ZAD une histoire de violence : l’évacuation de Notre-Dame-des-Landes par Anaïs Denet
Anaïs Denet est journaliste, correspondante de RMC et BFMTV pour le Grand Ouest. À ce titre elle a couvert l’évacuation de la ZAD de Notre-Dame des Landes qui a duré du 9 avril au 22 mai 2018. Rapport des forces : 2500 gendarmes, des blindés et pelleteuses contre quelques centaines d’irréductibles écologistes. Bilan : 11 000 grenades lancées dont 8 000 lacrymogènes et 3 000 assourdissantes ; 108 blessés côté gendarmes, 330 côté zadistes. Pour ce livre elle a interviewé divers protagonistes : des fermiers, des zadistes, des gendarmes, une préfète.
Un peu d’histoire
Peut-être faut-il commencer par un bref rappel des faits. Dans les années 2000, le projet de création d’un aéroport international est relancé. À l’appel des paysans de la région, des militants occupèrent l’endroit à partir de 2010, ils rebaptisent alors cette « Zone d’aménagement différé » : Zone à défendre. À lire le livre on comprendra combien la solidarité dans le combat stimule l’humour, la gaieté et la créativité ! En octobre 2012, sous le gouvernement Hollande, 1500 policiers et militaires avaient lancé l’opération César. Objectif : expulser la ZAD. Les cabanes et la plupart des fermes squattées furent détruites, mais aussitôt reconstruites par les militants… Un mois plus tard, le 17 novembre, une grande manifestation de réoccupation des lieux rassemblait 40 000 personnes. En avril 2013, de guerre lasse, les forces de l’ordre quittèrent les lieux… Voilà un affront qu’elles n’oublieront pas !
Le 17 janvier 2018, le premier ministre Édouard Philippe annonce l’abandon du projet d’aéroport : deuxième défaite ! Mais il ordonne l’expulsion de tous les habitants de la ZAD et la destruction des constructions. La guerre est déclarée : les hommes qui se prennent pour l’État le temps d’une élection ont une revanche à prendre ! Une femme, Nicole Klein, la préfète de Nantes, tente un compromis : les zadistes qui demanderont leur régularisation en se déclarant exploitants agricoles seront épargnés. Mais individuellement, alors que les zadistes prônent l’autonomie autogestionnaire, donc collective. Nicole Klein doit donc naviguer courageusement entre les représentants de l’État qui n’apprécient guère cet arrangement et les zadistes qui le refusent.

ENTRÉES LISTÉES:
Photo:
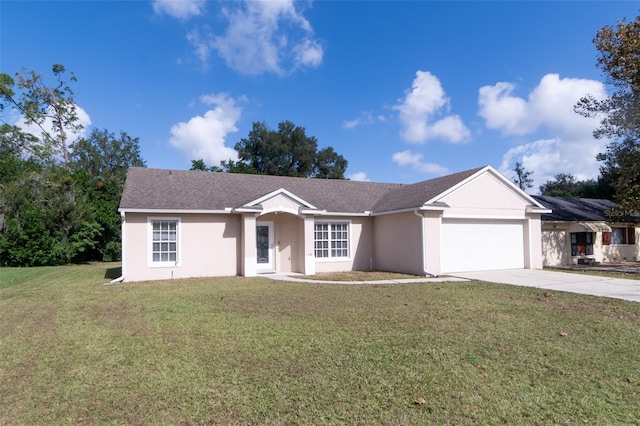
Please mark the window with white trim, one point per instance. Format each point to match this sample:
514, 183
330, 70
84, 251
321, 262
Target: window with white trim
331, 240
164, 242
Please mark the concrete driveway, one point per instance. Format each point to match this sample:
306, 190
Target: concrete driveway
562, 281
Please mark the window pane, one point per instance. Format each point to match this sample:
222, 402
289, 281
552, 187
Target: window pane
164, 247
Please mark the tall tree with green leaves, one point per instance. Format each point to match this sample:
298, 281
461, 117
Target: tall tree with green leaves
287, 151
566, 185
523, 177
40, 103
619, 60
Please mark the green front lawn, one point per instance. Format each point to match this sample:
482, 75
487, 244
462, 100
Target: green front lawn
255, 351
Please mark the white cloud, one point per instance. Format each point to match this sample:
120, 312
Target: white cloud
420, 109
203, 137
359, 176
180, 9
261, 36
407, 158
549, 105
366, 118
563, 140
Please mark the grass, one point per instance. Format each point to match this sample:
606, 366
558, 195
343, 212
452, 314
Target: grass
255, 351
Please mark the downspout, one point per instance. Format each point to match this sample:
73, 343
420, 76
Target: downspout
423, 239
122, 239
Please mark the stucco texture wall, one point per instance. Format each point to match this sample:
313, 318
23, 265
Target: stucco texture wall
209, 245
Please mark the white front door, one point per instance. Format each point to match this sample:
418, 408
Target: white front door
481, 245
264, 247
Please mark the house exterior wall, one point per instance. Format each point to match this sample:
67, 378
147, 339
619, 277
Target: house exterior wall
286, 238
361, 246
280, 202
533, 242
556, 245
616, 252
209, 245
398, 243
485, 196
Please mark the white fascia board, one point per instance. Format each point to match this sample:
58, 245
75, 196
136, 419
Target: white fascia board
281, 191
534, 209
412, 209
174, 211
326, 213
425, 207
482, 217
312, 211
409, 210
246, 210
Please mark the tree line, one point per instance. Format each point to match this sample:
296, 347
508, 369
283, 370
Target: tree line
59, 195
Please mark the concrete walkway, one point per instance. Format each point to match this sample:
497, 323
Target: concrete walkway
562, 281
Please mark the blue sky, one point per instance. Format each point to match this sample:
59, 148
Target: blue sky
405, 91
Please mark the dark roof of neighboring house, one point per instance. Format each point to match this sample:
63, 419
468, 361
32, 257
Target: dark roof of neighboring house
417, 194
157, 189
576, 209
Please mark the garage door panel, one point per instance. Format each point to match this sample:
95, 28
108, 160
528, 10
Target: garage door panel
471, 245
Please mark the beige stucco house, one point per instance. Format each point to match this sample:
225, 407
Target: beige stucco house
583, 230
178, 224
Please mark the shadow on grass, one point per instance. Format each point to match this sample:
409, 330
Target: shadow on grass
113, 273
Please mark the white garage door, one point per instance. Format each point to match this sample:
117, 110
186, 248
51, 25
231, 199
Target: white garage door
473, 245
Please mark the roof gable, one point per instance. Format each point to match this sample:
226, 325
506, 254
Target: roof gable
178, 190
576, 209
486, 188
280, 198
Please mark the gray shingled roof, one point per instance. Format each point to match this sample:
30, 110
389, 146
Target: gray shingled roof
409, 196
157, 189
575, 209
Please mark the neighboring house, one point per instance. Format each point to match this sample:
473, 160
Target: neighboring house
178, 224
581, 230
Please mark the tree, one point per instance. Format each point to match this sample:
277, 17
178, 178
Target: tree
286, 152
104, 155
619, 60
329, 164
523, 177
100, 163
38, 103
47, 220
566, 185
226, 166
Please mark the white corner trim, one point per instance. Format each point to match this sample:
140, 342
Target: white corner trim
175, 211
277, 192
150, 262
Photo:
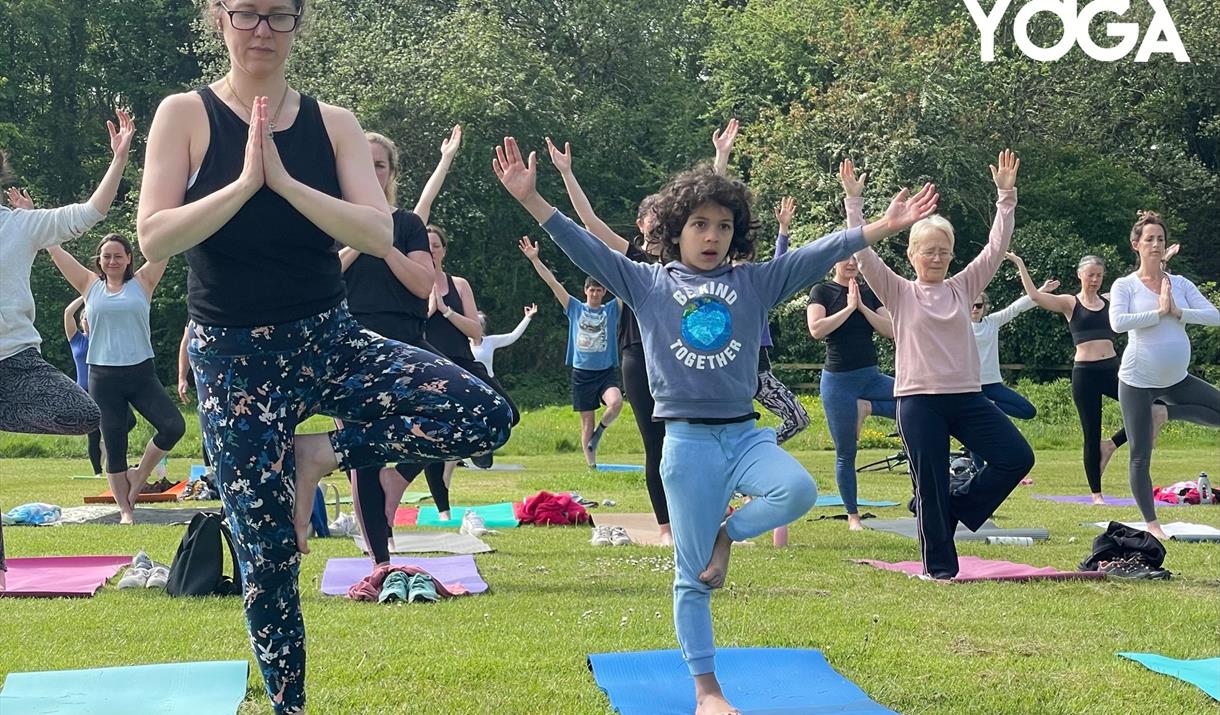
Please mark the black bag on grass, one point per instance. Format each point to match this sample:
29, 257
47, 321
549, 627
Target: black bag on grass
198, 567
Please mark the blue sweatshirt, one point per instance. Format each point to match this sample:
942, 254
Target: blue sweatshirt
702, 330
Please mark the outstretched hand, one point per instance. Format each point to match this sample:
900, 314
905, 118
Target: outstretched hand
449, 145
121, 136
519, 176
1005, 175
563, 160
905, 210
531, 250
18, 198
853, 186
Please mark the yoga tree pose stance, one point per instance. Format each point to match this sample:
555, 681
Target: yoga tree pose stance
256, 182
700, 319
35, 398
937, 373
1154, 308
1096, 367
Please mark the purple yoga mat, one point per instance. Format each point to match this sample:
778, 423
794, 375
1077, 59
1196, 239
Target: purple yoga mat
975, 569
55, 576
1087, 499
342, 574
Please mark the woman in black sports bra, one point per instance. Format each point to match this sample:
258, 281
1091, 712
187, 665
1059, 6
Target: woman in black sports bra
1096, 369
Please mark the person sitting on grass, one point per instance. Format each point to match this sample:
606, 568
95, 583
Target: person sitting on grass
592, 352
700, 319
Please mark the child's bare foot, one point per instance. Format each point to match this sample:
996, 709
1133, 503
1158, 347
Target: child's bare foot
314, 461
717, 566
1108, 449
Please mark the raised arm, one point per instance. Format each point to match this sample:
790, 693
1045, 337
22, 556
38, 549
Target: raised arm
724, 144
432, 188
77, 276
1063, 304
563, 161
975, 277
531, 251
70, 325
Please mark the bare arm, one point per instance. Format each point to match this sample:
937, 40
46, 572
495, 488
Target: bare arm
432, 188
77, 276
70, 328
1062, 304
563, 161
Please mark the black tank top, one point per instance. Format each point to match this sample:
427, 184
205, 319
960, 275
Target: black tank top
443, 334
1090, 325
269, 264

ÉNONCÉ: D'après l'extrait sur l'évacuation de Notre-Dame-des-Landes, quelles catégories de personnes Anaïs Denet a-t-elle interviewées pour son livre ? Énumérez-les toutes. Appuyez-vous uniquement sur l'extrait pour répondre.

RÉPONSE ATTENDUE: Des fermiers, des zadistes, des gendarmes et une préfète.